Data listing:

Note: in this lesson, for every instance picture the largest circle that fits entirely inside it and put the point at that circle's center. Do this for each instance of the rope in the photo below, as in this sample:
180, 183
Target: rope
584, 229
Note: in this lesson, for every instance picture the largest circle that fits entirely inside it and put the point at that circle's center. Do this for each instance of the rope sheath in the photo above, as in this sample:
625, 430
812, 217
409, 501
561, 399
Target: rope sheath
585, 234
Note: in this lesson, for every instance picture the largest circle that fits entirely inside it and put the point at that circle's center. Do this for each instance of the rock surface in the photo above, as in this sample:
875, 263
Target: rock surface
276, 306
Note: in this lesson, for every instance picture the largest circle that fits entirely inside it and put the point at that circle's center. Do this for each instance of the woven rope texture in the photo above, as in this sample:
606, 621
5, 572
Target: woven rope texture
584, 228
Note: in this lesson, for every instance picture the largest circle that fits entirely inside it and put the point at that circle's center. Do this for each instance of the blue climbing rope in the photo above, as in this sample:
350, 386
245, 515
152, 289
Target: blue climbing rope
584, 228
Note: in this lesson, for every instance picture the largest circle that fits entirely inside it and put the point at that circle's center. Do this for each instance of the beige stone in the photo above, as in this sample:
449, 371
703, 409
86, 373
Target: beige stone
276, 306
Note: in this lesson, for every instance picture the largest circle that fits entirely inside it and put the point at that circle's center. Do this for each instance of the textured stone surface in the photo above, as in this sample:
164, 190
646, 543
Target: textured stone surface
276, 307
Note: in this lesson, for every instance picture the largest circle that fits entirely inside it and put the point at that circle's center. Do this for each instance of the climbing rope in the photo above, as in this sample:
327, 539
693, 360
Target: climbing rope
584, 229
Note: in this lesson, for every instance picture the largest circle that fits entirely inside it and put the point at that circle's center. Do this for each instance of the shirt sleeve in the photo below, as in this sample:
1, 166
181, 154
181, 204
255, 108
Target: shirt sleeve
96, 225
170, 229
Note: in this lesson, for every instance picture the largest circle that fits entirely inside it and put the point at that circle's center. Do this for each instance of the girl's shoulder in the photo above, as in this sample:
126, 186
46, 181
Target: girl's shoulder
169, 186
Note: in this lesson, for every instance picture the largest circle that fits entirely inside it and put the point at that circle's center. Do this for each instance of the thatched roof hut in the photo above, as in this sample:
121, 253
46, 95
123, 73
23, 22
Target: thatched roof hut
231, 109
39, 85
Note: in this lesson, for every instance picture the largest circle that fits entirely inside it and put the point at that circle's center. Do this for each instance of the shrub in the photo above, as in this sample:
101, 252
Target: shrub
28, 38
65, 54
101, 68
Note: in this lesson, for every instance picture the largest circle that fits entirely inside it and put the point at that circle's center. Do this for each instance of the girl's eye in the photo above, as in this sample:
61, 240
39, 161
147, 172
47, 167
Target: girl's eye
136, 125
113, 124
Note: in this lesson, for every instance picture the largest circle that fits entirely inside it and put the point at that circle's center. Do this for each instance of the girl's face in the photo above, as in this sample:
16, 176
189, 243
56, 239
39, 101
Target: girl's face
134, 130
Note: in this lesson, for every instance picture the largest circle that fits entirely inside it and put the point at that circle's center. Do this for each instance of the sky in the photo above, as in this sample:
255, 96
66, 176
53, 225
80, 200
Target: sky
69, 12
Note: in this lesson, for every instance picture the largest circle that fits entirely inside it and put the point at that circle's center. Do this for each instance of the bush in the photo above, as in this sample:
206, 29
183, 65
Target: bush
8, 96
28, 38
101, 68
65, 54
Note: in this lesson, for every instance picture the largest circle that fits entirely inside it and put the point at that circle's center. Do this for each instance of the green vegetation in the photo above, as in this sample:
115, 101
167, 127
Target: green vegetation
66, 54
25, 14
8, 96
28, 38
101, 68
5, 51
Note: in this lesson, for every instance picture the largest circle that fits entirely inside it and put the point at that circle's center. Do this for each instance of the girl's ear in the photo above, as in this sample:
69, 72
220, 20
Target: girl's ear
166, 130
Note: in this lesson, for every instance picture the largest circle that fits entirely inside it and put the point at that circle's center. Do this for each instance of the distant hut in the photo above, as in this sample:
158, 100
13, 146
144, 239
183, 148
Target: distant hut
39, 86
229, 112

---

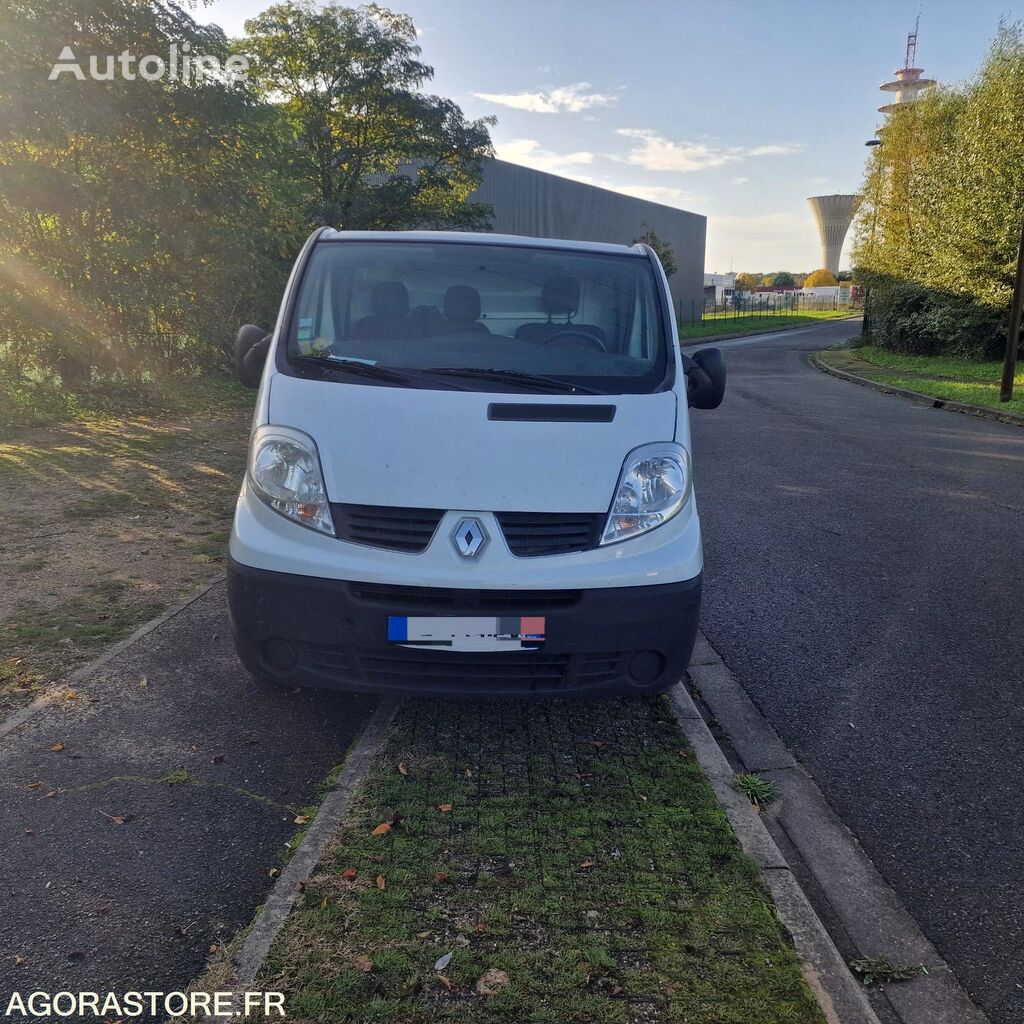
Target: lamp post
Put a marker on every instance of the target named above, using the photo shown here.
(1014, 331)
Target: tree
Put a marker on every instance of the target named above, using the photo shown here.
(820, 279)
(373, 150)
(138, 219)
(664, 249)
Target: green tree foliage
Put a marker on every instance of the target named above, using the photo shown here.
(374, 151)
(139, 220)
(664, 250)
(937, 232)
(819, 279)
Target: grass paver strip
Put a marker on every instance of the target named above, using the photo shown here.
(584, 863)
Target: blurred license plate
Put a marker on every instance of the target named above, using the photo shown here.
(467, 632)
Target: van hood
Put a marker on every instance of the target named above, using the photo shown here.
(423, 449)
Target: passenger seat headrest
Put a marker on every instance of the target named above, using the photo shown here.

Goal:
Please count the lines in the data above that contain the string "bush", matching case exactly, and reply with the number alone.

Task response:
2